Starting at the beginning of the items and continuing through the line with "For every instance of the white pillow, find", write those lines out again with "pillow" renamed to "cushion" and all else left unchanged.

──────── Records for the task ────────

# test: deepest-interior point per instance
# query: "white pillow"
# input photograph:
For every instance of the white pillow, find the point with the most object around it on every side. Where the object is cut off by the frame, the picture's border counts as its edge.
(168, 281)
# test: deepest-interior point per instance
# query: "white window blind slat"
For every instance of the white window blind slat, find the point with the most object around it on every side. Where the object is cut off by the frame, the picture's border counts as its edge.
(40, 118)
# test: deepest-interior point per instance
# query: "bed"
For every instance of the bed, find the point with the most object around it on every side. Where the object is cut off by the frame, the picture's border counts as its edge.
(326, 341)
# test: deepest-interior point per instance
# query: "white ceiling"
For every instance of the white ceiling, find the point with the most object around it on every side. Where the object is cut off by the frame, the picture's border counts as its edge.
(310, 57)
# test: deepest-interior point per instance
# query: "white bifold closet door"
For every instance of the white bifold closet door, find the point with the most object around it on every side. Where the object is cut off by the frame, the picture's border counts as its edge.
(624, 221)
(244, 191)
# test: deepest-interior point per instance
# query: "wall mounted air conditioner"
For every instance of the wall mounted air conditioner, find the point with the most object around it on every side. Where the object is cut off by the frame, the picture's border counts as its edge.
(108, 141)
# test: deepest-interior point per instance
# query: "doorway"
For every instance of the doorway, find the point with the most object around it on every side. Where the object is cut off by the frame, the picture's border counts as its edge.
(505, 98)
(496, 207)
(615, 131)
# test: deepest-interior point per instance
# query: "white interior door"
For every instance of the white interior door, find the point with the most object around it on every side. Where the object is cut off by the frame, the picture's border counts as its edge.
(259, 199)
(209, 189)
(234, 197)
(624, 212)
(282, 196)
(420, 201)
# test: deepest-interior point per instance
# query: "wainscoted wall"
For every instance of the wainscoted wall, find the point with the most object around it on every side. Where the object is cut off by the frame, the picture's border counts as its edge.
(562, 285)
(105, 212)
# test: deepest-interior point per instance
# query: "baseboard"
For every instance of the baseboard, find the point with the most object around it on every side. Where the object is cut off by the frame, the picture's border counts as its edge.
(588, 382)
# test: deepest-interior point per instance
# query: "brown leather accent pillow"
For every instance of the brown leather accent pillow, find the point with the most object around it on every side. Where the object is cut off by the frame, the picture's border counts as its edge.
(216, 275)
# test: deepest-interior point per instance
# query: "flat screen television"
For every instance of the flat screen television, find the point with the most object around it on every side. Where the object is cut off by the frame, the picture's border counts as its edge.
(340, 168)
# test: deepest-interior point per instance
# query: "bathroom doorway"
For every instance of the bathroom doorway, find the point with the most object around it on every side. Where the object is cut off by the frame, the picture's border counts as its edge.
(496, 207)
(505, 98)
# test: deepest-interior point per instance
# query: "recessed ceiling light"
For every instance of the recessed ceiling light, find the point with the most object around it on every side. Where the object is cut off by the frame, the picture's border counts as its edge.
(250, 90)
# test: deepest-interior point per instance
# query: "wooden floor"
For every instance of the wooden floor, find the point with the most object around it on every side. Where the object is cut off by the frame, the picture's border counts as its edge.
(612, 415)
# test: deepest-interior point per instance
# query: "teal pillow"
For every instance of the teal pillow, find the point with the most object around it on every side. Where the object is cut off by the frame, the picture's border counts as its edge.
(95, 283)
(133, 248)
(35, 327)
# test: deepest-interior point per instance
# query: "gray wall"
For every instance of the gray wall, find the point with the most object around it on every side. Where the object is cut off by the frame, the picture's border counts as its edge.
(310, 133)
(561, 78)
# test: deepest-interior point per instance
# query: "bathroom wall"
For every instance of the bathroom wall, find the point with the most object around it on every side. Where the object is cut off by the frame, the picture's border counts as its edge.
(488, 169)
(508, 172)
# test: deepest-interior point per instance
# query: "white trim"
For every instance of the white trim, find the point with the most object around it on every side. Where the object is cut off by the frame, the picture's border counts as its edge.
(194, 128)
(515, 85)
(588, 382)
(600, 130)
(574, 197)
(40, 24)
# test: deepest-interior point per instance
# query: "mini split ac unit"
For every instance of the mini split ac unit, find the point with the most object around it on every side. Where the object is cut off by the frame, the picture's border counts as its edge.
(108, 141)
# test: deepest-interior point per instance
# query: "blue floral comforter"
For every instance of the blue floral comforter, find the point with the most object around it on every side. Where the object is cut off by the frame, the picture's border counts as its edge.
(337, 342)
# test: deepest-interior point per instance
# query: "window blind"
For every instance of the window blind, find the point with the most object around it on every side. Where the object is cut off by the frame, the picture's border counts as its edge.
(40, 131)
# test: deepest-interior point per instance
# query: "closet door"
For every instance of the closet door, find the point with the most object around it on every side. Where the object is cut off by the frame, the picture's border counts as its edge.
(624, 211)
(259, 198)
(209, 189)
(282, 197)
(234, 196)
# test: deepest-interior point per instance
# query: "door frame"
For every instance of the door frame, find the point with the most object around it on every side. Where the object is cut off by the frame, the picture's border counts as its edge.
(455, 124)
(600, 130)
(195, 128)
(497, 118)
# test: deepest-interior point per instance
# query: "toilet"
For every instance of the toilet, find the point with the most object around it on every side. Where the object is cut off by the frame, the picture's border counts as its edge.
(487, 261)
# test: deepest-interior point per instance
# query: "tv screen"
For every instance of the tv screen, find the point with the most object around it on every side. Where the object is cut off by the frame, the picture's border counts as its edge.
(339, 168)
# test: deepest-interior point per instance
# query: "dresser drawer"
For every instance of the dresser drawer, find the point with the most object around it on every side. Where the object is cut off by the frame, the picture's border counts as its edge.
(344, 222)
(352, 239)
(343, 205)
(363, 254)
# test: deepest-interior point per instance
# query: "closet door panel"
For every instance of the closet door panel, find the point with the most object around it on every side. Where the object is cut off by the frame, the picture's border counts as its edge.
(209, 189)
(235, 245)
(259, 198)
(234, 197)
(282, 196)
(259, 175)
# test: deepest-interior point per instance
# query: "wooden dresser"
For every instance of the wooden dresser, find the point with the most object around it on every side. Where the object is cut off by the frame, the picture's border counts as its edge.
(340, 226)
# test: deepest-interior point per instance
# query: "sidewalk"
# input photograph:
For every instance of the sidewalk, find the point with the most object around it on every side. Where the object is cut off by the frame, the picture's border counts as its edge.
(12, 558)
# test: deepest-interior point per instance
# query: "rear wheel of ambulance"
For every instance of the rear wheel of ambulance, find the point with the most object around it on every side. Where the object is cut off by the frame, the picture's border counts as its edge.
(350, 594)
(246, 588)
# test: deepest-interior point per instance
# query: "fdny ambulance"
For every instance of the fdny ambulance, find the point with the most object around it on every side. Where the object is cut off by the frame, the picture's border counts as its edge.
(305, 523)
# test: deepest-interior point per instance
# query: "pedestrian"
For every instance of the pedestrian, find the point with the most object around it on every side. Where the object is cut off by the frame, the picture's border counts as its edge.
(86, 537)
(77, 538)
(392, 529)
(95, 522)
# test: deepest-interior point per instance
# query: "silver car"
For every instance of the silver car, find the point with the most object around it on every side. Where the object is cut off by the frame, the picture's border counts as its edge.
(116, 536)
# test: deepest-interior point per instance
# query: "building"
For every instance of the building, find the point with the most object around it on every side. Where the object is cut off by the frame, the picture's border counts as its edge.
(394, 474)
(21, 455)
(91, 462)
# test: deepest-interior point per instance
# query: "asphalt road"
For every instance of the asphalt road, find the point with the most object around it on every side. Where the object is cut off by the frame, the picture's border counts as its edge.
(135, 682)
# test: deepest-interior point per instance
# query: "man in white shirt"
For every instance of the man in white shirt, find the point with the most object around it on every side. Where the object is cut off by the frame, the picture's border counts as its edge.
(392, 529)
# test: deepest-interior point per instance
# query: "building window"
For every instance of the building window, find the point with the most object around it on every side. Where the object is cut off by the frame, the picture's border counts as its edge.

────────

Written response –
# test: deepest-interior point per instance
# query: "white cushion"
# input photograph:
For every instance of the white cushion, find the point with the most object around it on every side. Where the object is cut off by the frame, the picture's border counts as its edge.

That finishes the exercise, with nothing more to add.